Directive
Extract every line of the material below that contains the word "traffic".

Records excerpted from a collection
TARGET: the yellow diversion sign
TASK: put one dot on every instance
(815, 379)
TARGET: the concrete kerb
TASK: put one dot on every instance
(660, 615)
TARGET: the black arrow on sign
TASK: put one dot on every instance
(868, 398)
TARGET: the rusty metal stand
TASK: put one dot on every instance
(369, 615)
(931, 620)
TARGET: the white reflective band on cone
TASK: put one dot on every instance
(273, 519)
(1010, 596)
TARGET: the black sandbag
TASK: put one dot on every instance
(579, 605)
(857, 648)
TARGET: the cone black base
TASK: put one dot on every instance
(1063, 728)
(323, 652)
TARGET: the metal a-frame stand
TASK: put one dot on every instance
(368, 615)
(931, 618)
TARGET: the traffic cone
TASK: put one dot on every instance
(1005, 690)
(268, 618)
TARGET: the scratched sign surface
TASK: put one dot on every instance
---
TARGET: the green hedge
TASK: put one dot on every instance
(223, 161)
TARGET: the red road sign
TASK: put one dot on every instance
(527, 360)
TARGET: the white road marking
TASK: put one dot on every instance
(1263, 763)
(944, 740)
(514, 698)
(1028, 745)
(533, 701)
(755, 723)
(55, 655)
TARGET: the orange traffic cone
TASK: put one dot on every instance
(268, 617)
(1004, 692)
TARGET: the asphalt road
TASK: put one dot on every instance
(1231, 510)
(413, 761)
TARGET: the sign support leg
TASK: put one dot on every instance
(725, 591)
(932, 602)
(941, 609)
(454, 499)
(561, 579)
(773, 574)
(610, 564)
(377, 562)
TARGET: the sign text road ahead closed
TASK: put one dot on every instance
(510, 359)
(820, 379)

Task response
TARGET: the traffic cone
TARGET: the orange traffic cone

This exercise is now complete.